Stored data:
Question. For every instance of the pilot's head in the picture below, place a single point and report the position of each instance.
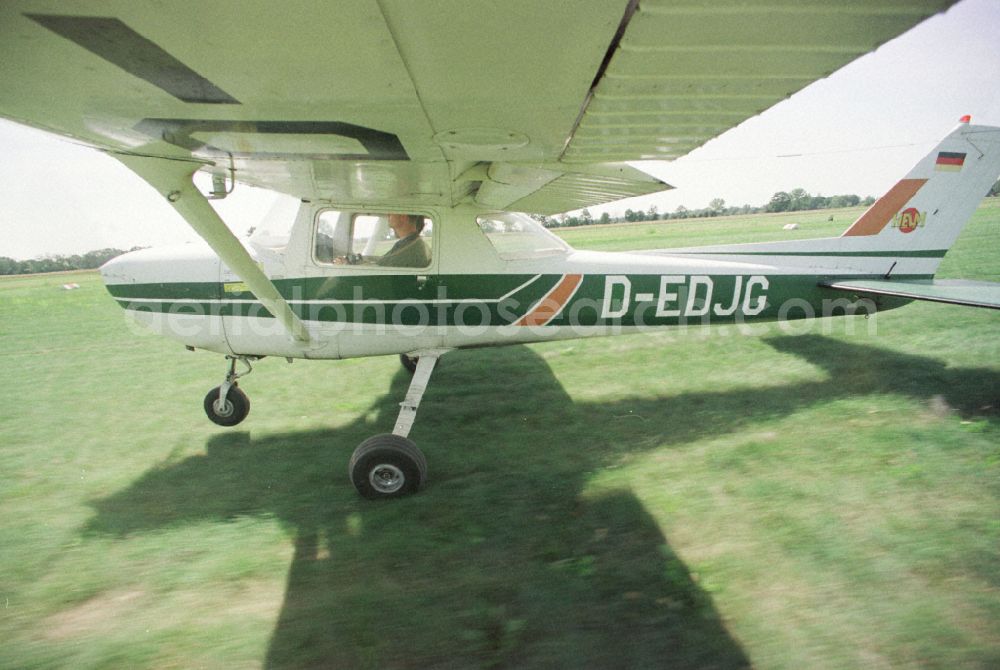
(406, 224)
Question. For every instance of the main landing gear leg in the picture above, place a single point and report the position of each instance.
(227, 405)
(391, 465)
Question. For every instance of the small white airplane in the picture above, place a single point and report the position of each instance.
(440, 122)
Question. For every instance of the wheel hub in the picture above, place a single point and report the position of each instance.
(386, 478)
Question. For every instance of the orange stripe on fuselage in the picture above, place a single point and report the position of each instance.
(878, 215)
(549, 306)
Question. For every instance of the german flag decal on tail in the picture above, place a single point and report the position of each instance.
(949, 161)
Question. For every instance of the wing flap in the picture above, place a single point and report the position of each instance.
(950, 291)
(686, 71)
(553, 188)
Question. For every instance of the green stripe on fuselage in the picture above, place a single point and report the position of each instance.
(501, 300)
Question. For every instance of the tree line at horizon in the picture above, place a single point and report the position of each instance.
(796, 200)
(783, 201)
(60, 263)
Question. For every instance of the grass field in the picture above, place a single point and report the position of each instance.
(819, 495)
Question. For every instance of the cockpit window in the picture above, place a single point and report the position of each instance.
(400, 240)
(517, 236)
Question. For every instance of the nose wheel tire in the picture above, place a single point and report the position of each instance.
(409, 362)
(230, 411)
(387, 466)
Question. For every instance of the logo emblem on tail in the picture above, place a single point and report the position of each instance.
(909, 220)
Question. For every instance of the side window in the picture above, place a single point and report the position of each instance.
(386, 240)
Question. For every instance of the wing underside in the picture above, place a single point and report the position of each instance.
(516, 105)
(950, 291)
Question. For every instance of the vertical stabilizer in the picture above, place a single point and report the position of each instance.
(926, 210)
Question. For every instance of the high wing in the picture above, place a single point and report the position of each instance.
(950, 291)
(520, 104)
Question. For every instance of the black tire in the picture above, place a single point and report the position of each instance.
(232, 411)
(409, 362)
(387, 466)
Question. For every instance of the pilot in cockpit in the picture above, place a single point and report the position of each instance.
(409, 251)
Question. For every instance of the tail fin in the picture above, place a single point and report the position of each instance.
(926, 211)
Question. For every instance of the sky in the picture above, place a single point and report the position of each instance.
(857, 131)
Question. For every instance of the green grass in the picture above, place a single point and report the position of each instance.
(820, 495)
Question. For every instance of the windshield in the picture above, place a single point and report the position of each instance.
(275, 227)
(518, 236)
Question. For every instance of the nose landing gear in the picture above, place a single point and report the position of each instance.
(227, 405)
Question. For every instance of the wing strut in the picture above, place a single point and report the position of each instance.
(173, 179)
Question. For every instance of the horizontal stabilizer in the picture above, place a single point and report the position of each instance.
(951, 291)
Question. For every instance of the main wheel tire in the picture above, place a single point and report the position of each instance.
(230, 411)
(387, 466)
(409, 362)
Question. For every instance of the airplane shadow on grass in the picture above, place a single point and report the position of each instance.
(503, 560)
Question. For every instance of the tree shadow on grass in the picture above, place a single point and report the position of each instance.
(506, 559)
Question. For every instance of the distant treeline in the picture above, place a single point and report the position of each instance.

WHAT YOU NEED TO DO → Can you put all the material above into a numbered list, skipping any blank lines and leaving out the pictures?

CORRECT ANSWER →
1. Question. For every instance of the pilot's head in the picture below, place a single point and report the position of each instance.
2. (406, 224)
3. Question. For every instance of the main landing gear leg in the picture above, place a single point and report the position of each instance.
4. (227, 405)
5. (391, 465)
6. Question. For every instance of the small white airplane in the picture above, place a single point and report the position of each instance.
7. (440, 122)
8. Question. For every instance of the wheel hub in the picture above, place a single point and report the position of each instance.
9. (386, 478)
10. Question. For every instance of the orange stripe on fuselage in the picture above, place a single point and report the position of each instance.
11. (878, 215)
12. (549, 306)
13. Question. For every instance of the german flag decal on tail in the picture above, place a single point and report the position of each instance.
14. (949, 161)
15. Question. For every instance of the wing flap in the picture above, place a single point and report the position of each instance.
16. (950, 291)
17. (686, 71)
18. (553, 188)
19. Question. For every instance of the green stripe on fuselage in the picture above, place a single point and report the position of each instance.
20. (501, 300)
21. Question. For every instance of the tree line at horizon in the picture above, place a single point and report the position of each instance.
22. (796, 200)
23. (783, 201)
24. (60, 263)
25. Question. For every instance of the grass field in the picture above, place a single point and report the position of each instance.
26. (819, 495)
27. Question. For every instance of the cockpit window in the picture above, place a single point and report the position of each instance.
28. (400, 240)
29. (517, 236)
30. Question. For every instance of the nose wheel tire in the picture above, place a single point and report the position of each instance.
31. (409, 362)
32. (230, 411)
33. (387, 466)
34. Question. For every instance of the logo emblem on tail in the picture above, place a single point and report the position of each instance.
35. (909, 220)
36. Question. For every instance of the side window in the picture above, place a single point and report the position of each instance.
37. (386, 240)
38. Question. For every instance of the wing underside in the picture above, place a single point and report the position of each instance.
39. (516, 105)
40. (950, 291)
41. Question. For every instance of the vertical stabilizer in the picture above, place a single point and report the position of each instance.
42. (926, 210)
43. Question. For every instance of the high wing in the picture above, place a single point and report the position of each instance.
44. (950, 291)
45. (520, 104)
46. Question. For every instance of the black tire in the picture above, place a single point and report the position of each instance.
47. (232, 411)
48. (409, 362)
49. (387, 466)
50. Question. For every instance of the pilot in cockpit in the picture above, place a single point and report the position of each instance.
51. (409, 251)
52. Question. For every instance of the tail fin in the picture above, place a single point and report the position of each instance.
53. (926, 211)
54. Question. For every instance of the sky in the picture above, place a single point and report the position of each instance.
55. (857, 131)
56. Question. For every instance of the green grass in the picture above, place a single point and report the position of each instance.
57. (820, 495)
58. Question. For every instance of the windshield in the picture above, place a single point and report the position of each instance.
59. (275, 227)
60. (518, 236)
61. Question. For every instance of the nose landing gear in the picture above, place a single point and report the position of each instance.
62. (227, 405)
63. Question. For every instance of the wing strut in the picture above, place a single point and report the position of each instance.
64. (173, 179)
65. Question. For every instance of the horizontal stabilizer in the picture above, place a single point and report the position of each instance.
66. (951, 291)
67. Question. For every instance of the main wheel tire in the picture above, place a single point and report the position of each instance.
68. (230, 411)
69. (387, 466)
70. (409, 362)
71. Question. For every instance of the airplane shadow on grass in the picture above, place a single point and report the position of each instance.
72. (503, 560)
73. Question. For every instance of the tree shadow on grass in the picture above, place a single point and report the position of each instance.
74. (506, 559)
75. Question. For every instance of the distant treeline in the picture above, place a single point and report the position of each instance.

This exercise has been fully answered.